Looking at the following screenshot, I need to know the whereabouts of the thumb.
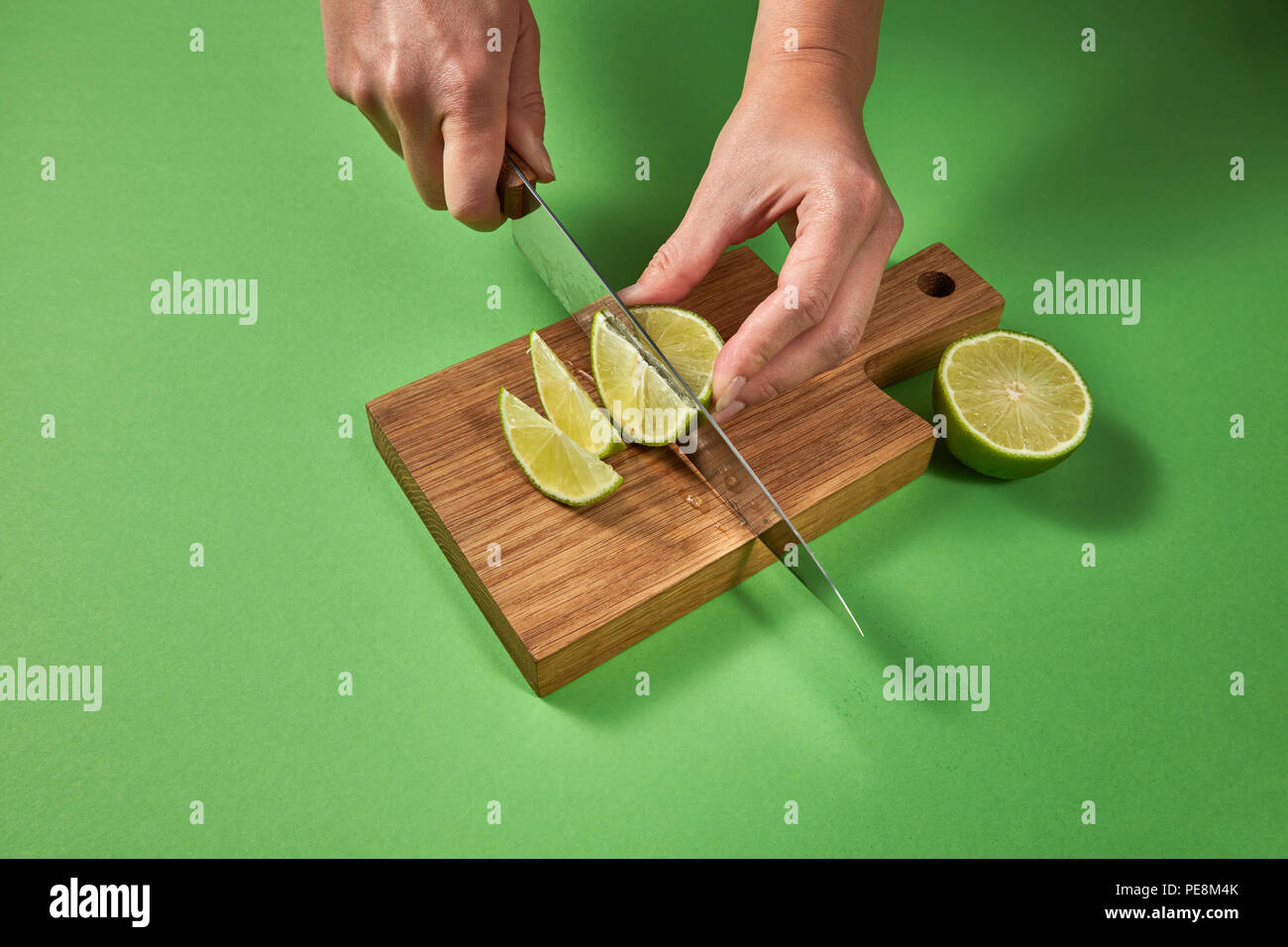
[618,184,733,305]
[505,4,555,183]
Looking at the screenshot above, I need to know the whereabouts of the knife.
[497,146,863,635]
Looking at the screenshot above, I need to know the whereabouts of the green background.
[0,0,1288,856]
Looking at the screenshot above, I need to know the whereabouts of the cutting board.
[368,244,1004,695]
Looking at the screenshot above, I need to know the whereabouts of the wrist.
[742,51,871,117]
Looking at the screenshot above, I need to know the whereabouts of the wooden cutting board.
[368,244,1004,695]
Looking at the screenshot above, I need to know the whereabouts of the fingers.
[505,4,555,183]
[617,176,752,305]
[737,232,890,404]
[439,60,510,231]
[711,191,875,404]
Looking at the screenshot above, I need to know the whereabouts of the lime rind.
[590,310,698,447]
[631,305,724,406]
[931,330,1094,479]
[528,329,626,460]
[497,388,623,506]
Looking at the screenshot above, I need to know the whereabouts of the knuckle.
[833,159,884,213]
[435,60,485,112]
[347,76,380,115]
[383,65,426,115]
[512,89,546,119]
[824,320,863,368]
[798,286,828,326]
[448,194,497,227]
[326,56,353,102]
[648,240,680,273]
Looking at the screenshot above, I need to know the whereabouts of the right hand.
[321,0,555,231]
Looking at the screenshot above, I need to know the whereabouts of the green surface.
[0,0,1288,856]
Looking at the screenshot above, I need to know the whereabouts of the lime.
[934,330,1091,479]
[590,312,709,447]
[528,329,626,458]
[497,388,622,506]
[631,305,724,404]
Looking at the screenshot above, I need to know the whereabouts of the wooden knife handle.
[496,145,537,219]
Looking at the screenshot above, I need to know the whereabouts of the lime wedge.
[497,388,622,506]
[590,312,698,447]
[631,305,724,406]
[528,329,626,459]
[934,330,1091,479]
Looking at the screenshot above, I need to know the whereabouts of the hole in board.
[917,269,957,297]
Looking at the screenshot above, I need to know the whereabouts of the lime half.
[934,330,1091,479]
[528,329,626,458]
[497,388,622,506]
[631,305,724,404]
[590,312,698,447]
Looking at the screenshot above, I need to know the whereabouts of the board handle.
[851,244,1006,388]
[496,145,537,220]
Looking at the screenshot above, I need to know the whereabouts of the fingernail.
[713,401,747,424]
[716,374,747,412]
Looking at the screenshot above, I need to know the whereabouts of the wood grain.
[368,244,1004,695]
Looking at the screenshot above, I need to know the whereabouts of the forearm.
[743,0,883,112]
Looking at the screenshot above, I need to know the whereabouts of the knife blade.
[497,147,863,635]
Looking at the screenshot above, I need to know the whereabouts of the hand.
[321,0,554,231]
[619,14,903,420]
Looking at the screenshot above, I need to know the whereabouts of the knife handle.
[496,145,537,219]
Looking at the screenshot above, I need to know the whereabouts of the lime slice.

────────

*Short task*
Rewrite all of the records above as a numbered list, skipping any blank lines and leaving the picture out of your answer.

*Answer for this exercise*
1. Looking at the following screenshot, I need to know the whereabouts of the thumb.
2. [618,184,733,305]
3. [505,4,555,183]
4. Looking at the screenshot above, I need to know the whereabouts of the knife.
5. [497,146,863,635]
6. Looking at the screenshot above, I need to know the whereabouts of the green background.
7. [0,0,1288,856]
8. Looking at the screenshot above, I need to know the whereabouts of the cutting board.
9. [368,244,1004,695]
10. Looking at the screenshot above, I need to know the whereabouts of the wrist.
11. [742,51,871,117]
12. Looking at the screenshot above, I need to know the whereabouts of the wooden cutting board.
13. [368,244,1004,695]
14. Looking at the screenshot above, I need to know the whereabouts of the fingers.
15. [505,4,555,183]
16. [617,176,752,305]
17. [737,232,890,404]
18. [439,60,510,231]
19. [711,191,875,404]
20. Looking at the screenshot above, I need to know the whereabouts of the lime rind.
21. [590,310,698,447]
22. [631,305,724,406]
23. [931,330,1094,479]
24. [528,329,626,460]
25. [497,388,623,506]
26. Looking at the screenshot above, I need to know the whereabouts of the knuckle.
27. [833,159,884,213]
28. [435,60,485,112]
29. [347,76,380,115]
30. [383,65,426,115]
31. [512,89,546,119]
32. [824,320,863,368]
33. [798,286,828,326]
34. [448,194,497,227]
35. [326,56,353,102]
36. [648,240,680,273]
37. Looking at the screenshot above, I need to know the whereabouts of the right hand.
38. [321,0,555,231]
39. Looking at the screenshot above, I need to know the whereabouts of the green surface.
40. [0,0,1288,856]
41. Looking at the screenshot above, I need to know the whereabouts of the lime.
42. [934,330,1091,479]
43. [590,312,709,447]
44. [528,329,626,458]
45. [497,388,622,506]
46. [631,305,724,404]
47. Looking at the screenshot above, I need to know the whereabouts of the wooden knife handle.
48. [496,145,537,219]
49. Looking at the screenshot above, I need to know the whereabouts of the lime wedge.
50. [497,388,622,506]
51. [590,312,698,447]
52. [631,305,724,406]
53. [528,329,626,459]
54. [934,330,1091,479]
55. Looking at the screenshot above, I need to know the whereabouts of the hole in board.
56. [917,269,957,297]
57. Looking at the screenshot above, I need to know the whereabouts of the lime half.
58. [934,330,1091,479]
59. [528,329,626,458]
60. [497,388,622,506]
61. [631,305,724,404]
62. [590,312,698,447]
63. Looking at the screenshot above, I need to know the whereabouts of the board handle.
64. [851,244,1006,388]
65. [496,145,537,220]
66. Looking at the screenshot above, I need to know the whereabouts of the fingernail.
67. [713,401,747,424]
68. [716,374,747,412]
69. Looking at the screenshot above, I need to know the whereabouts of the wood grain.
70. [368,244,1004,695]
71. Looking at the screenshot above, I need to know the whereabouts of the forearm.
72. [743,0,883,112]
73. Looking at the screenshot above, I need to know the whereabouts of the knife blade.
74. [497,147,863,635]
75. Looking at the screenshot above, I need to know the whereabouts of the hand.
76. [321,0,554,231]
77. [619,14,903,420]
78. Looking at the screenshot above, I need to know the whereabouts of the knife handle.
79. [496,145,537,219]
80. Looking at the screenshot above, I need to know the whereabouts of the lime slice.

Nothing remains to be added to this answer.